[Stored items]
▬▬▬

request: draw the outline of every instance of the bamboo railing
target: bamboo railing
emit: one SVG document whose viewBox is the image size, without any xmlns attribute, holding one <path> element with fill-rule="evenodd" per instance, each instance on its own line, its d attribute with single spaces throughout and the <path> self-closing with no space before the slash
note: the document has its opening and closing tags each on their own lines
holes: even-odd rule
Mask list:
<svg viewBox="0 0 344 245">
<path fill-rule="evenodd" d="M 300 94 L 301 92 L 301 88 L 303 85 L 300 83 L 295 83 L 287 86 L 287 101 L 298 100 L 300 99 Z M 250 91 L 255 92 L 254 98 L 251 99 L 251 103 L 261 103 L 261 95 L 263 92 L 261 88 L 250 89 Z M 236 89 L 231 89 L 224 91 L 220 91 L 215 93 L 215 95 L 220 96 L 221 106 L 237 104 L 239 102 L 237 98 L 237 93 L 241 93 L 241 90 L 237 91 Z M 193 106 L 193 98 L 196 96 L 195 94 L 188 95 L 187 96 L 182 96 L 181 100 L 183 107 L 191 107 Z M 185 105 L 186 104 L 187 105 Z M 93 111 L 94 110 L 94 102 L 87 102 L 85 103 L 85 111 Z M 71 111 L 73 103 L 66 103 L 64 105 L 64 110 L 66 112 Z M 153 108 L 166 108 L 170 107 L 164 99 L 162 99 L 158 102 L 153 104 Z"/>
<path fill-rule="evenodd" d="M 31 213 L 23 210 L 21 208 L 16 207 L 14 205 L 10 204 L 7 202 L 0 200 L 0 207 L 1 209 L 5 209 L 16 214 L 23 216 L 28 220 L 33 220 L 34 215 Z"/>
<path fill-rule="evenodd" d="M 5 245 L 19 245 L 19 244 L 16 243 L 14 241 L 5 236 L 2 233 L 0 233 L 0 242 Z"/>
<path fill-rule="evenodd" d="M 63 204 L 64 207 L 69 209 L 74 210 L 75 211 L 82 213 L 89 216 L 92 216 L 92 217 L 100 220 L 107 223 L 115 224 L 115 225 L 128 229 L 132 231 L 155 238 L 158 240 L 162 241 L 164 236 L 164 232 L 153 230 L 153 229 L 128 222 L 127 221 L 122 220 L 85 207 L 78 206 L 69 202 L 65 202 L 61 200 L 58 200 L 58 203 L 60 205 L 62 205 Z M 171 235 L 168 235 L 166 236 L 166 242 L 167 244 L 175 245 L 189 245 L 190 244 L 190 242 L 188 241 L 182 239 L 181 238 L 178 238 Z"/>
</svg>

▬▬▬

> [The request]: Swap "bamboo railing" for "wooden fence" wherever it appears in the listing above, and write out all of its lines again with nothing else changed.

> [Output below]:
request: draw the outline of every instance of the wooden fence
target: wooden fence
emit: one SVG document whose viewBox is the image size, without any xmlns attribute, holding one <path> element with fill-rule="evenodd" per instance, each instance on its own line, its d attribute with single spaces throughout and the <path> self-closing with no space before the slash
note: the document has its opening and closing tags each on their own lines
holes: even-odd rule
Mask list:
<svg viewBox="0 0 344 245">
<path fill-rule="evenodd" d="M 300 94 L 301 92 L 301 88 L 303 85 L 300 83 L 295 83 L 287 86 L 287 101 L 298 100 L 300 99 Z M 250 91 L 255 92 L 254 98 L 251 99 L 251 103 L 261 103 L 261 95 L 263 92 L 261 88 L 250 89 Z M 236 89 L 231 89 L 224 91 L 220 91 L 215 93 L 215 95 L 220 96 L 221 106 L 237 104 L 239 102 L 237 98 L 237 93 L 241 93 L 241 90 L 237 91 Z M 193 106 L 193 98 L 196 96 L 195 94 L 188 95 L 187 96 L 182 96 L 181 100 L 183 107 L 191 107 Z M 185 105 L 186 104 L 187 105 Z M 93 111 L 94 110 L 94 102 L 87 102 L 85 103 L 85 111 Z M 71 111 L 73 103 L 66 103 L 64 105 L 64 110 L 66 112 Z M 153 108 L 166 108 L 170 107 L 164 99 L 162 99 L 158 102 L 153 104 Z"/>
<path fill-rule="evenodd" d="M 31 213 L 23 210 L 21 208 L 16 207 L 14 205 L 10 204 L 7 202 L 0 200 L 0 207 L 1 209 L 5 209 L 16 214 L 23 216 L 28 220 L 33 220 L 34 215 Z"/>
<path fill-rule="evenodd" d="M 5 245 L 19 245 L 19 244 L 16 243 L 14 241 L 5 236 L 2 233 L 0 233 L 0 242 Z"/>
<path fill-rule="evenodd" d="M 63 204 L 64 207 L 69 209 L 74 210 L 75 211 L 82 213 L 89 216 L 92 216 L 92 217 L 100 220 L 107 223 L 115 224 L 115 225 L 128 229 L 132 231 L 155 238 L 158 240 L 162 241 L 164 236 L 164 232 L 153 230 L 153 229 L 128 222 L 127 221 L 122 220 L 85 207 L 78 206 L 69 202 L 65 202 L 61 200 L 58 200 L 58 203 L 60 205 L 62 205 Z M 171 235 L 168 235 L 166 236 L 166 242 L 167 244 L 175 245 L 189 245 L 190 244 L 190 242 L 188 241 L 182 239 L 181 238 L 178 238 Z"/>
</svg>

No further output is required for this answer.